Data entries
......

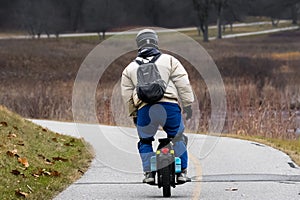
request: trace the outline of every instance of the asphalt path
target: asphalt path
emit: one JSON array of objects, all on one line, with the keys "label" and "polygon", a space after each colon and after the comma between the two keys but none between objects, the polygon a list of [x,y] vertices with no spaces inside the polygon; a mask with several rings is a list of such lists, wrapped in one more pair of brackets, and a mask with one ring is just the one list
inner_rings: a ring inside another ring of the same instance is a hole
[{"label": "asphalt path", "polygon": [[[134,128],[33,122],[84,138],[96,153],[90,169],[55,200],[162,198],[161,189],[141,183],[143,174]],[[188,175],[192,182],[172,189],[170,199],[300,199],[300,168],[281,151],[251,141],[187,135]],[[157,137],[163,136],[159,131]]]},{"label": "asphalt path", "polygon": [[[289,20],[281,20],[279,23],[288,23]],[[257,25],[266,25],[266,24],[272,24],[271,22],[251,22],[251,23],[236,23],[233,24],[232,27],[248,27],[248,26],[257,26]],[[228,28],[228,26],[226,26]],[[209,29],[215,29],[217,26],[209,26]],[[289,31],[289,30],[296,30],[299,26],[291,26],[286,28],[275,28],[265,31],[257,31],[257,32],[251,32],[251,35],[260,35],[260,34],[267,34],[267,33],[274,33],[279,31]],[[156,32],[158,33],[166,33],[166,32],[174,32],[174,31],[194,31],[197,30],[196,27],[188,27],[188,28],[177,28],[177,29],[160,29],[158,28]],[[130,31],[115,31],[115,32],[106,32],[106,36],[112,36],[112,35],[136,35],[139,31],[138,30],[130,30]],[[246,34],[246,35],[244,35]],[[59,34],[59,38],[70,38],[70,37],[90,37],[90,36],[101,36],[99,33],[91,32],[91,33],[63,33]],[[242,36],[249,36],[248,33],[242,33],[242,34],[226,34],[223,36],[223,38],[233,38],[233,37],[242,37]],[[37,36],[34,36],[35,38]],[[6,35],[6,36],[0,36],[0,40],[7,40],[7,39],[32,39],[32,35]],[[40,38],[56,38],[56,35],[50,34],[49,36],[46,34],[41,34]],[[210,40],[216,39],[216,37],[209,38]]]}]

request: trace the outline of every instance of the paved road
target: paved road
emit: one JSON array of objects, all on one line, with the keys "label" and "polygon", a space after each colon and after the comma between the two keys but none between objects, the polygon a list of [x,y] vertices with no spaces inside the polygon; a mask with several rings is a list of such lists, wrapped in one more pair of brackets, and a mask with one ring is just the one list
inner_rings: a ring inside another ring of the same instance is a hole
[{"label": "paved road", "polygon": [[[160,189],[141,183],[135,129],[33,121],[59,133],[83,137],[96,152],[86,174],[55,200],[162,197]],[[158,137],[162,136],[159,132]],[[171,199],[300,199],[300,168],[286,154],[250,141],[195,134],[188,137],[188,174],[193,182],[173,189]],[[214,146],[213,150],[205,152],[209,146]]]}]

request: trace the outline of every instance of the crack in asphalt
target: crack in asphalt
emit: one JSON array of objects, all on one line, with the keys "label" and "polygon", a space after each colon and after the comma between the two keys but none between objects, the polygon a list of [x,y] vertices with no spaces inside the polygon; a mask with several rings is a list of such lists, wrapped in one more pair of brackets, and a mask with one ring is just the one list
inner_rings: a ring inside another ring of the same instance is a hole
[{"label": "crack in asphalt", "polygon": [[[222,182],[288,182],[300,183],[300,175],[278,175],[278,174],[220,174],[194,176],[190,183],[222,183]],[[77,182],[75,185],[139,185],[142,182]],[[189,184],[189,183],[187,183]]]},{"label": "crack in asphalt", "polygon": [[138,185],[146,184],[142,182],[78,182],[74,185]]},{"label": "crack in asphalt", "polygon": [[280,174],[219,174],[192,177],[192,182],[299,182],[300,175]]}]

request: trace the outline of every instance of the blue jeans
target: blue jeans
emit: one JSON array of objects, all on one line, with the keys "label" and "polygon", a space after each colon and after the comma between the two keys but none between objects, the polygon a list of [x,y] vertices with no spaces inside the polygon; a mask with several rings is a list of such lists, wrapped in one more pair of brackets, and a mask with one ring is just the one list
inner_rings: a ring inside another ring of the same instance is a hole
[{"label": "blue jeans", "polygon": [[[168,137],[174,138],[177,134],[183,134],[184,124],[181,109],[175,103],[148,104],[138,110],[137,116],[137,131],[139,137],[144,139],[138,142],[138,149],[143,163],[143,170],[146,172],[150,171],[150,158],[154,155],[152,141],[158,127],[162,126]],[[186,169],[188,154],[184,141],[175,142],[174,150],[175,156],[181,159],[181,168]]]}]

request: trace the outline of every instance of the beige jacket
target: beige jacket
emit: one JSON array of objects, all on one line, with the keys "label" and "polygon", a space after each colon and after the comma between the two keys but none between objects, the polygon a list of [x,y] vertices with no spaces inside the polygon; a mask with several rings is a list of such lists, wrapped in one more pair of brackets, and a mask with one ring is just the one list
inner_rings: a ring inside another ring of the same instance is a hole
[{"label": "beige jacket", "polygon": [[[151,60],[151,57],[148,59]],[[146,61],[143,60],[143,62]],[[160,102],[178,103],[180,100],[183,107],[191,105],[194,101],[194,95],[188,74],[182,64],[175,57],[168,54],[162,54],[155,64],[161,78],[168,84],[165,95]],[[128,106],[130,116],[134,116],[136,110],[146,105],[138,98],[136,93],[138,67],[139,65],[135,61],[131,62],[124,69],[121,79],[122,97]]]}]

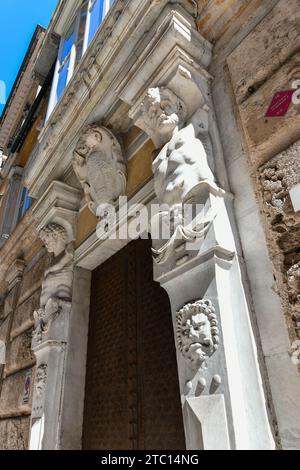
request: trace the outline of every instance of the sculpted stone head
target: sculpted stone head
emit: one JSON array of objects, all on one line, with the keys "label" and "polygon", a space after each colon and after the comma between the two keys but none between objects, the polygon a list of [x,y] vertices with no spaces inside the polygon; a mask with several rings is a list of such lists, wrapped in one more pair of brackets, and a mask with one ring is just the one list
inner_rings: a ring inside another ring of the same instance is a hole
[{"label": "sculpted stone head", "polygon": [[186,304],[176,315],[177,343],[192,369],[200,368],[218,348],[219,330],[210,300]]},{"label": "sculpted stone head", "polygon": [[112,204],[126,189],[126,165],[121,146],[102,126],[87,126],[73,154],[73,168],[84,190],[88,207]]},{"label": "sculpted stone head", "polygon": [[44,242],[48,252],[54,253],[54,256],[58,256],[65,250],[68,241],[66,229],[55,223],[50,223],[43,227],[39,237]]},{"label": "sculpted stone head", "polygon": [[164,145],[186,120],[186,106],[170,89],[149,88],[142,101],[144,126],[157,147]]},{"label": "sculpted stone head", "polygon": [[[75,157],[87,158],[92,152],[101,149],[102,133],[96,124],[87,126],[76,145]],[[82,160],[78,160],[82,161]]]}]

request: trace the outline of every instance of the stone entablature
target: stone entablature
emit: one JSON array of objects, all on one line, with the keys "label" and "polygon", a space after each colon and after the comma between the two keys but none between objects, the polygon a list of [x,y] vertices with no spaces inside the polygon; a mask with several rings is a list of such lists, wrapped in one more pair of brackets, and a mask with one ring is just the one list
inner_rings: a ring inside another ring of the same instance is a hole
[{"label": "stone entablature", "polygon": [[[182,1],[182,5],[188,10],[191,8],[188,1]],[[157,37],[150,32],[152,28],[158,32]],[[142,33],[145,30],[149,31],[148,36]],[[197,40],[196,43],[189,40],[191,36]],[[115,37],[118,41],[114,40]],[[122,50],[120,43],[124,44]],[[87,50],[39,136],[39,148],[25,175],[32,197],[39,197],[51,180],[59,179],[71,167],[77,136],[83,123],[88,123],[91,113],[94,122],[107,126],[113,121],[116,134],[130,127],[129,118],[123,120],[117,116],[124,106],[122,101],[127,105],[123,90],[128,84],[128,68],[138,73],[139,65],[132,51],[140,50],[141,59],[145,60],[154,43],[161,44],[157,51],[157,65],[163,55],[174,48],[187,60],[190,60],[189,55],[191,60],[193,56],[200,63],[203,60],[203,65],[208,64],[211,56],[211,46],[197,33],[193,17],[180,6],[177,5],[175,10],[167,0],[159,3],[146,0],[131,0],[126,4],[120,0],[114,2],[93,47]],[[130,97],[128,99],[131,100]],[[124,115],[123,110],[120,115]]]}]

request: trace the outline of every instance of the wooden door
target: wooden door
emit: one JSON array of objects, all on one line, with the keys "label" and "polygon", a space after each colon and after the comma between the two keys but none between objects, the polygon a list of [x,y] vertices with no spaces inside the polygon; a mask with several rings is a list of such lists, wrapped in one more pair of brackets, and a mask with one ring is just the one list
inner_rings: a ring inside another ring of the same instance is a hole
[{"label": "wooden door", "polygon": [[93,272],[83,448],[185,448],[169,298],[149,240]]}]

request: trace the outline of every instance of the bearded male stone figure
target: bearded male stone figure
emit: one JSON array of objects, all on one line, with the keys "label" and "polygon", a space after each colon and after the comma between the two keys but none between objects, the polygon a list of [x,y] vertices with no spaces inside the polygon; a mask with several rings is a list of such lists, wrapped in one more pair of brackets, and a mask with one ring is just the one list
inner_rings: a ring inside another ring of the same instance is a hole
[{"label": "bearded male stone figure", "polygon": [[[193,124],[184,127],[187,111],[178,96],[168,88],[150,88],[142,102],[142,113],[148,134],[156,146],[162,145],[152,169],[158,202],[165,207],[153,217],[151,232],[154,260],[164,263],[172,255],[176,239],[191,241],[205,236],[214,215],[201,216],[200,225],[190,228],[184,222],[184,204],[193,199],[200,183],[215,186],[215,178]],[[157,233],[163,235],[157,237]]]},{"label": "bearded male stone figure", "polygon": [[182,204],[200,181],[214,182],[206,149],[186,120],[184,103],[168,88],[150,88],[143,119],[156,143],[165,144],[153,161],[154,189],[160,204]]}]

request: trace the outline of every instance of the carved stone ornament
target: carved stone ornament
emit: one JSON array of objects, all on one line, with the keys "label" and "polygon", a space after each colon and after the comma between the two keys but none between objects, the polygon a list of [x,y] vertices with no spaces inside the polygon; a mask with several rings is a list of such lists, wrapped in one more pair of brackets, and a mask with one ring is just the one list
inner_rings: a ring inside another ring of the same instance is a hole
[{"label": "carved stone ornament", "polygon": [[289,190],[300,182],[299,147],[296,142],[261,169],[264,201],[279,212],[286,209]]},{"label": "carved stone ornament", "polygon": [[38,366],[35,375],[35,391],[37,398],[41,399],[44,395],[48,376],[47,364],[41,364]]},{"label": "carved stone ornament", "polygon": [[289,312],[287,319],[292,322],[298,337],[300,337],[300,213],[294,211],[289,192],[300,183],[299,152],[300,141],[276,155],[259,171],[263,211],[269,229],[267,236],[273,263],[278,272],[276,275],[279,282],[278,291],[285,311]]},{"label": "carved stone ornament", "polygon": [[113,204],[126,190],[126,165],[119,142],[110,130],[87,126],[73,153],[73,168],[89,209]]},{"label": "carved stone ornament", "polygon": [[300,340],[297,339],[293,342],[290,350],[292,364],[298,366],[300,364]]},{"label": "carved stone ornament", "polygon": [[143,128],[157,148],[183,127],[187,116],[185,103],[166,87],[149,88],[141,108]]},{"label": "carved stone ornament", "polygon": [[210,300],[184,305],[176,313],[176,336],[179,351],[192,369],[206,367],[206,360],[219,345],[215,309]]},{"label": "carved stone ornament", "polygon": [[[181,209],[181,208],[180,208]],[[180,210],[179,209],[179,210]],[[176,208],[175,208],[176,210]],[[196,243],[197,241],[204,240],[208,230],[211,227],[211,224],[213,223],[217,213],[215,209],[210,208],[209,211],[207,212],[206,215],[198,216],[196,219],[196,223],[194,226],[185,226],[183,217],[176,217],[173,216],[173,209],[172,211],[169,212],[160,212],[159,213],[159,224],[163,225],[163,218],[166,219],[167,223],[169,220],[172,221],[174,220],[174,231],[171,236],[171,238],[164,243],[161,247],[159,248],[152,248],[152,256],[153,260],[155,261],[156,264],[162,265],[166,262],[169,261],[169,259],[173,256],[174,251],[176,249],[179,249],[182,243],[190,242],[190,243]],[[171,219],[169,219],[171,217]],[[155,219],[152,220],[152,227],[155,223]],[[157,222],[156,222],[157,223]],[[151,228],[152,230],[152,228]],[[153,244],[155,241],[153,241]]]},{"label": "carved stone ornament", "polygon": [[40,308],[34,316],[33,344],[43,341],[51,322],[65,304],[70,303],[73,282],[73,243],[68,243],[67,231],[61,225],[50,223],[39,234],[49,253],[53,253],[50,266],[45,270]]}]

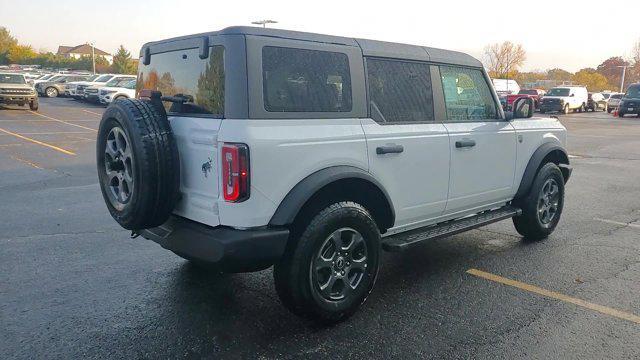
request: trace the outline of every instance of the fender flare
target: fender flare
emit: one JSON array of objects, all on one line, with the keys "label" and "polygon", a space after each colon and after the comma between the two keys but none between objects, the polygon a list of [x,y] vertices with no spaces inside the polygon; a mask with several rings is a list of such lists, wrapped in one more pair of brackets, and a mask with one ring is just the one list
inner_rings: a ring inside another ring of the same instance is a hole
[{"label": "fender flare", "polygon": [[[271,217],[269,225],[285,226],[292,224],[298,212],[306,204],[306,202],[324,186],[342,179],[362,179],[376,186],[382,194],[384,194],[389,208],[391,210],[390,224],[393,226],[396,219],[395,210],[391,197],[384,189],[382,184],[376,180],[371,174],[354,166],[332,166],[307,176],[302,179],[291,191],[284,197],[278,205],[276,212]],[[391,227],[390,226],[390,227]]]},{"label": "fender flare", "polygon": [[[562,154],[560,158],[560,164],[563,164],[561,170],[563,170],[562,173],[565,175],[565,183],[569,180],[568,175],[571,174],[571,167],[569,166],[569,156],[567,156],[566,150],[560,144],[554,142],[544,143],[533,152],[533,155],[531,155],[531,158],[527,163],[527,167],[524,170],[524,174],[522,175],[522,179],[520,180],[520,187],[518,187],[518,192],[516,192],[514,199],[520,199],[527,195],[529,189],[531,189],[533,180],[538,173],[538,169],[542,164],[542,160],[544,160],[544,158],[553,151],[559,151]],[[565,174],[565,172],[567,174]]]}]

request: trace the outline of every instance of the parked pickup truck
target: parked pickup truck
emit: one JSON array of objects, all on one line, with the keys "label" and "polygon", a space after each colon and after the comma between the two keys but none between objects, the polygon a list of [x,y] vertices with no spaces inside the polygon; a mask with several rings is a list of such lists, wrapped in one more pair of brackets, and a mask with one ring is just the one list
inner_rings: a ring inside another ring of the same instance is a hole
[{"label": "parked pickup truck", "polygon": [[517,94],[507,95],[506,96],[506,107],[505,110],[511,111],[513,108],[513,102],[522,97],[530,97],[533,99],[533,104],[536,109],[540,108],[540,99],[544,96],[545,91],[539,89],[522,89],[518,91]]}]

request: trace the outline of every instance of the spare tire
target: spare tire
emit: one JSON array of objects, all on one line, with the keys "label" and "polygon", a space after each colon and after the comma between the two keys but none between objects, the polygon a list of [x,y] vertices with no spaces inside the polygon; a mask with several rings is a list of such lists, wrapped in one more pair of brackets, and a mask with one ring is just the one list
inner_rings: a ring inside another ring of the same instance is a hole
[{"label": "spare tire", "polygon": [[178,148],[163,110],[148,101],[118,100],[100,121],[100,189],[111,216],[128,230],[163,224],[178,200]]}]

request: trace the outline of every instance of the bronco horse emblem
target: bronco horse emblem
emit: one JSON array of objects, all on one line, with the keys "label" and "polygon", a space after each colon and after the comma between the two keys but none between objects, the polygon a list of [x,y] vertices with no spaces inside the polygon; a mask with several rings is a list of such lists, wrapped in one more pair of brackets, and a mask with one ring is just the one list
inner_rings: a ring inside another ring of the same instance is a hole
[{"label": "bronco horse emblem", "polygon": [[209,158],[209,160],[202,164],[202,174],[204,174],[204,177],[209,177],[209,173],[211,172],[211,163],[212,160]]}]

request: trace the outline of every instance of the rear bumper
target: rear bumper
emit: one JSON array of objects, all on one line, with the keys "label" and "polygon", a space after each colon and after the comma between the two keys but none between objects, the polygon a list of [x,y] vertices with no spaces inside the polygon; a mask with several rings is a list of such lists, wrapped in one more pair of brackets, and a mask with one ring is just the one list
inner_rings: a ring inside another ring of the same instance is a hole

......

__Task objective__. Above are the records; from them, give again exactly the lines from the one containing "request: trace the outline of every instance of the wooden" to the one containing "target: bearded male stone figure", both lines included, and nothing more.

__Answer space__.
request: trace the outline of every instance of the wooden door
target: wooden door
emit: one JSON array of objects, all on one line, with the keys "label" and "polygon", a space after each colon and after the comma between the two keys but none between objects, the polygon a list of [x,y] vertices with no spaces inside the polygon; a mask with several rings is a list of such lists, wrapped in one more pair of brackets, and a mask with one ring is just the one list
inner_rings: a ring inside another ring of the same instance is a hole
[{"label": "wooden door", "polygon": [[93,272],[83,448],[185,448],[169,298],[149,240]]}]

request: trace the outline of every instance of the bearded male stone figure
target: bearded male stone figure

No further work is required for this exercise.